- _WHAT TO DO_
Repeat the listing exactly as given, omitting every image.

+++ DATA EXTRACT

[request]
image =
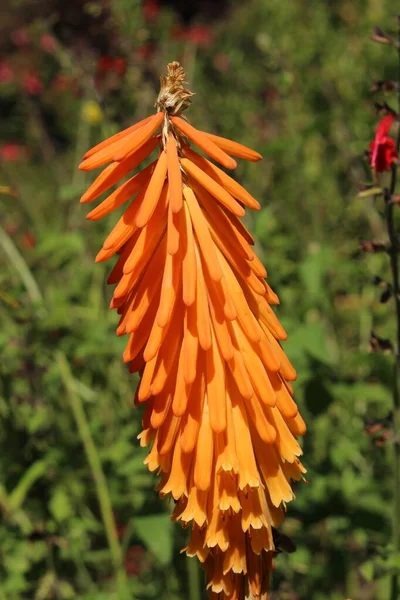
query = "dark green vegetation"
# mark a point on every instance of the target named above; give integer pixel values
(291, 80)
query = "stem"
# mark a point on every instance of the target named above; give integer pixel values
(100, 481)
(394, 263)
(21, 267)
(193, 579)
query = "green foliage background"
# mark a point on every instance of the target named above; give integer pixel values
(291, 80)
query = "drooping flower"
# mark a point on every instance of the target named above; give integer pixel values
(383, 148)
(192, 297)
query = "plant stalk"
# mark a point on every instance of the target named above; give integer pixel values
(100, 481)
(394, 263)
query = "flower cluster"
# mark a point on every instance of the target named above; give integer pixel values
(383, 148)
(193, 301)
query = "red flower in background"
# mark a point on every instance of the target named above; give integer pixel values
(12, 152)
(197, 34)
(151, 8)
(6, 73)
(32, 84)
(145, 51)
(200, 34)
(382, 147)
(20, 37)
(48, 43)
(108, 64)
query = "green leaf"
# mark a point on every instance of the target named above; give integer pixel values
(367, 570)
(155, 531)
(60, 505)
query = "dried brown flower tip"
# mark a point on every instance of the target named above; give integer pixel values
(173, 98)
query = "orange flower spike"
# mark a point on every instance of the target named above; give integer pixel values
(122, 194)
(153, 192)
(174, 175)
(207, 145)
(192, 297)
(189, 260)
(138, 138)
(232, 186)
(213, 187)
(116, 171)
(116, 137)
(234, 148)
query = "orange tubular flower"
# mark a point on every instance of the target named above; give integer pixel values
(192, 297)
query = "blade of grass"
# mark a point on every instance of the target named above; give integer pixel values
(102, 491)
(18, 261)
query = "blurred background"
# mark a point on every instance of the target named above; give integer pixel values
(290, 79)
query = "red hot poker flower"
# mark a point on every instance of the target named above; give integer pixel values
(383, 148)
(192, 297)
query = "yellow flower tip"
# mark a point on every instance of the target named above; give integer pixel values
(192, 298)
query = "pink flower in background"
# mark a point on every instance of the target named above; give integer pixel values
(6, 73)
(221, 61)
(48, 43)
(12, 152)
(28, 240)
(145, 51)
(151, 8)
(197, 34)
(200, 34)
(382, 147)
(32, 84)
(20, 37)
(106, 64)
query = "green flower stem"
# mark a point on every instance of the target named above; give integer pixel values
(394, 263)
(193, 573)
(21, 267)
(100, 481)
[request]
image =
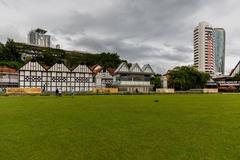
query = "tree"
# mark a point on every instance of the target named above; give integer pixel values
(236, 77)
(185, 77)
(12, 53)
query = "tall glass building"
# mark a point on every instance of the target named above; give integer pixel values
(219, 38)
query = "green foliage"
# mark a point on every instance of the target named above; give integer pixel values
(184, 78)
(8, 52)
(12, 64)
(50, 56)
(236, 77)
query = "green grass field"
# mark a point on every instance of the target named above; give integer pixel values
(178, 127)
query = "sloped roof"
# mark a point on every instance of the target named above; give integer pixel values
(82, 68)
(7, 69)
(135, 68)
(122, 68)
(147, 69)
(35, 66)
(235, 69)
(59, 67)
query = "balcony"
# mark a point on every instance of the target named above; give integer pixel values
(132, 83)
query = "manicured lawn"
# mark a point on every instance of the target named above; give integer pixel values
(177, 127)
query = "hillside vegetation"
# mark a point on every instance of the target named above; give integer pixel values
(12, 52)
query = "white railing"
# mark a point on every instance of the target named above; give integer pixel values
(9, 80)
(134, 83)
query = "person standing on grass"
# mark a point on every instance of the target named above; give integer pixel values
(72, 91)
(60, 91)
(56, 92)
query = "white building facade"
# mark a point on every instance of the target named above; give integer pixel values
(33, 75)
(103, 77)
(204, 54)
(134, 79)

++++++

- _WRITTEN SOLUTION_
[request]
image =
query = "dark green vegetation"
# mark a point on every instance of the target named above; give integer pixel values
(291, 80)
query = "stem"
# mark a point on every instance of the target named above; give integer pixel values
(100, 481)
(394, 263)
(21, 267)
(193, 579)
query = "green foliage background"
# mark a point on every instance of the target named above; give integer pixel values
(291, 80)
query = "drooping flower"
# mark a point on every instance of the target named above; give integer pixel values
(383, 148)
(192, 297)
query = "plant stalk"
# mark a point on every instance of the target named above; give integer pixel values
(100, 481)
(394, 263)
query = "flower cluster"
# mark a point on every instance of the target named above; give integer pixel values
(383, 148)
(193, 301)
query = "red flower in background"
# mark a point on every instance of the target named above; give integer pixel values
(12, 152)
(197, 34)
(151, 8)
(6, 73)
(32, 84)
(145, 51)
(200, 34)
(382, 147)
(20, 37)
(48, 43)
(108, 64)
query = "green leaf"
# mark a point on every instance of the target named above; give integer pixel values
(367, 570)
(155, 531)
(60, 505)
query = "dried brown flower tip"
# mark a point on every instance of the target named above; give integer pixel values
(173, 98)
query = "orange flower spike"
# mark a point on every instance of the target named above; give integer pixel values
(122, 194)
(153, 192)
(174, 175)
(207, 145)
(192, 297)
(189, 260)
(138, 138)
(232, 186)
(213, 187)
(116, 171)
(116, 137)
(234, 148)
query = "orange tubular flower"
# mark a point on every instance of the target named above; give integer pixel values
(192, 297)
query = "blade of grass"
# mark a point on every instance of the target named above; give integer pixel values
(102, 491)
(18, 261)
query = "blurred background"
# mark a point on every instance of the target named above; give integer pixel values
(290, 79)
query = "red hot poker flower"
# mark a point on every instance of the target named above; give integer pixel values
(383, 148)
(192, 297)
query = "yellow flower tip"
# mark a point on every instance of the target named above; give integer pixel values
(192, 298)
query = "pink flower in background"
# mark a point on every instance of the target named above; give integer pixel values
(6, 73)
(221, 61)
(48, 43)
(12, 152)
(28, 240)
(145, 51)
(151, 8)
(197, 34)
(200, 34)
(382, 147)
(32, 84)
(20, 37)
(106, 64)
query = "green flower stem"
# mark a point on every instance of the target named above; give integer pixel values
(394, 263)
(193, 573)
(21, 267)
(100, 481)
[request]
image =
query = "tree"
# mark a point on every instance of the target named above; give integer pixel values
(236, 77)
(185, 77)
(12, 53)
query = "tall glass building"
# mark a point on every instance of the target named above; give integer pixel values
(219, 38)
query = "green foliage"
# mark a point on every instance of the target named above; give integer pixel values
(184, 78)
(8, 52)
(12, 64)
(50, 56)
(236, 77)
query = "green grass field"
# mark a point on every instance of the target named above; give integer pixel values
(178, 127)
query = "sloped roof"
# mark a point on every instance of the target named above; give integer pixel values
(82, 68)
(7, 69)
(135, 68)
(122, 68)
(147, 69)
(35, 66)
(235, 69)
(59, 67)
query = "balcony"
# mark a point on every instance of the target named above; give integer pixel values
(132, 83)
query = "manicured lawn"
# mark a point on every instance of the target named above; give integer pixel values
(177, 127)
query = "hillside vegetation"
# mark a point on every instance of the target named above; give integer pixel values
(12, 52)
query = "white railing"
# mark a point on every instance of the target named above; give integer pixel values
(9, 80)
(134, 83)
query = "person standing on grass"
# mark a point on every instance of the target named above; give integer pixel values
(72, 91)
(60, 91)
(56, 92)
query = "white building facade"
# mark a point on every instance of the target named above; give integer pixel values
(33, 75)
(103, 77)
(204, 54)
(134, 79)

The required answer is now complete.